**What this task involves**
Please revise the entries below so that "mask" becomes "outline" everywhere, with nothing else changed.

_____

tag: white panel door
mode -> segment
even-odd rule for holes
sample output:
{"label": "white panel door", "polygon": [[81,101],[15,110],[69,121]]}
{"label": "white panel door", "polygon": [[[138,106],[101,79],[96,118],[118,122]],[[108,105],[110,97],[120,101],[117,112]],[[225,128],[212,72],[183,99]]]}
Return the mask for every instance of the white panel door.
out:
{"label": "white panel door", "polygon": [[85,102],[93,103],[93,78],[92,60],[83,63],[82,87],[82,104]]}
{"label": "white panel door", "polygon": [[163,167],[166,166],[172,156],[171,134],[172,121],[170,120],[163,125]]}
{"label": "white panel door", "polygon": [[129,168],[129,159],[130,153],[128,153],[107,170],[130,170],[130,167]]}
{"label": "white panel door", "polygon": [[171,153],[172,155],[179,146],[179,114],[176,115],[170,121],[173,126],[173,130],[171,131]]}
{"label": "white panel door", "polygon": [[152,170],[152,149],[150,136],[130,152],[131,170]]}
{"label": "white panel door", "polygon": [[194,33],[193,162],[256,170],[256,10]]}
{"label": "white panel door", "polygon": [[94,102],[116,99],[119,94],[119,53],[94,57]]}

_____

**Answer to this exercise**
tag: white panel door
mode -> segment
even-odd rule for holes
sample output:
{"label": "white panel door", "polygon": [[81,101],[15,110],[69,121]]}
{"label": "white panel door", "polygon": [[[138,106],[101,79],[96,118],[118,122]],[[108,105],[110,97],[120,101],[117,112]],[[225,128],[212,72],[183,99]]]}
Return the outline for every instance of the white panel door.
out:
{"label": "white panel door", "polygon": [[85,102],[93,103],[93,78],[92,60],[83,63],[82,87],[82,104]]}
{"label": "white panel door", "polygon": [[163,167],[166,166],[172,156],[171,134],[172,121],[170,120],[163,125]]}
{"label": "white panel door", "polygon": [[129,168],[129,159],[130,153],[128,153],[107,170],[130,170],[130,167]]}
{"label": "white panel door", "polygon": [[171,153],[172,155],[179,146],[179,114],[176,115],[170,121],[173,126],[173,130],[171,131]]}
{"label": "white panel door", "polygon": [[152,170],[152,149],[150,136],[130,152],[131,170]]}
{"label": "white panel door", "polygon": [[194,33],[193,162],[256,170],[256,10]]}
{"label": "white panel door", "polygon": [[94,102],[116,99],[119,94],[119,53],[94,57]]}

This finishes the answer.